§ **Work to do**: Select every line in the data below that contains the word "brown", and copy each of those lines.

§ **Data shown**:
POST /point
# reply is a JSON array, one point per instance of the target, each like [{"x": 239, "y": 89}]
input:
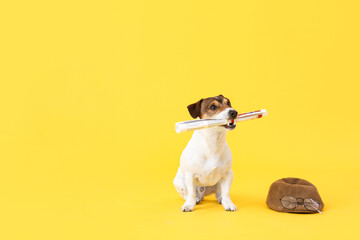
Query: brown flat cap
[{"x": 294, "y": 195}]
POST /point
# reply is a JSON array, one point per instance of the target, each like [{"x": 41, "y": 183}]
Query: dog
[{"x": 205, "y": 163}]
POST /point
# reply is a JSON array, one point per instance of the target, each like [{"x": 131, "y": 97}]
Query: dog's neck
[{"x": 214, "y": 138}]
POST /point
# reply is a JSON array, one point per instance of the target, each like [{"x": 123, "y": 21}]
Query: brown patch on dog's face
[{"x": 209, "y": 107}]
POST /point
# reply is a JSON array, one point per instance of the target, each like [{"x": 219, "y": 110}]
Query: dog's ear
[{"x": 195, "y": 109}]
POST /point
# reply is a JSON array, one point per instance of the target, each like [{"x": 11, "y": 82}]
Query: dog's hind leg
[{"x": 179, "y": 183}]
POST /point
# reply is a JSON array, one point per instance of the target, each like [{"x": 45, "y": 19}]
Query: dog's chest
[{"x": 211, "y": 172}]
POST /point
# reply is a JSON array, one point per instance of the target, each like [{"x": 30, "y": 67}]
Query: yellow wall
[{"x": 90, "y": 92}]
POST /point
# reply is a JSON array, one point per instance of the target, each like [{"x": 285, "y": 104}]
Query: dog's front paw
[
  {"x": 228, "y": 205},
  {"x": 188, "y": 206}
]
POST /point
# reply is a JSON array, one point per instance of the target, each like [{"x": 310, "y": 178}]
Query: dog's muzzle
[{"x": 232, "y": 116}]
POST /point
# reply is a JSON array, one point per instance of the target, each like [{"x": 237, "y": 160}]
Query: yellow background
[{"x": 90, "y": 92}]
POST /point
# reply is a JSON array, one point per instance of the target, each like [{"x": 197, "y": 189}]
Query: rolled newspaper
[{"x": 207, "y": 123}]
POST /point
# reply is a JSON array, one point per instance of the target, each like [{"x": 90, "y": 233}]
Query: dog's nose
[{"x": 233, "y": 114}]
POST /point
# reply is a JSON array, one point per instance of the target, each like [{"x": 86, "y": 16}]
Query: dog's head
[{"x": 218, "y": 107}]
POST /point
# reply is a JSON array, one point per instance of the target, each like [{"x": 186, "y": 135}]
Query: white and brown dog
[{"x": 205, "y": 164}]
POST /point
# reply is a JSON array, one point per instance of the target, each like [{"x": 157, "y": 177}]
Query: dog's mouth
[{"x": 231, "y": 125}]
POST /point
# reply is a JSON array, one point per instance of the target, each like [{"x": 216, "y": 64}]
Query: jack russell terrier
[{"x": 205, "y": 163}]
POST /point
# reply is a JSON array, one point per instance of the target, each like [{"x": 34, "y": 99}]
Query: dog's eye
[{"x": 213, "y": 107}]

---

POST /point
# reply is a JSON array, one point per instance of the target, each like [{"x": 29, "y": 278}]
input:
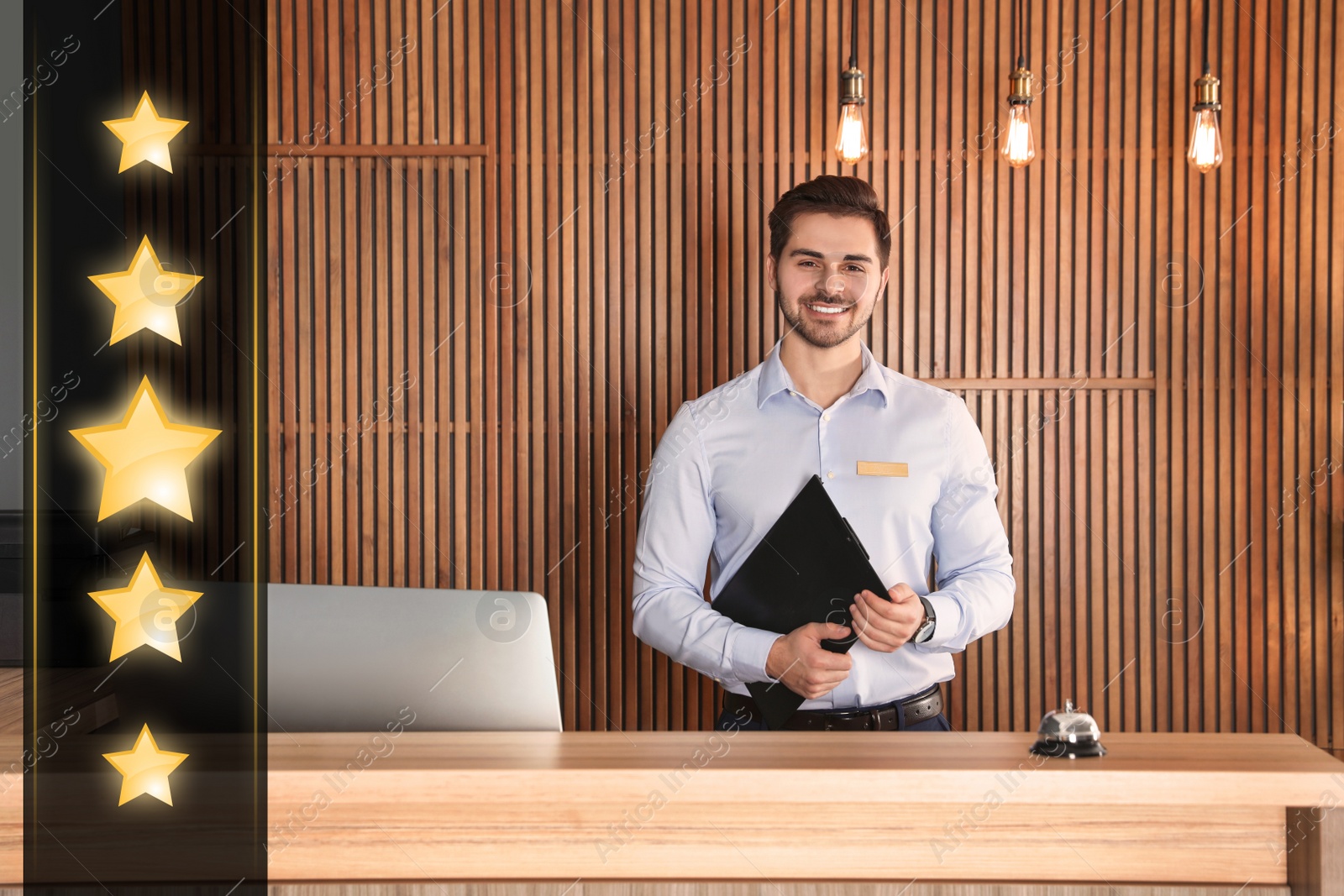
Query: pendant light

§ **The reply**:
Query: brown flat cap
Query: brown patch on dog's face
Query: white and brown dog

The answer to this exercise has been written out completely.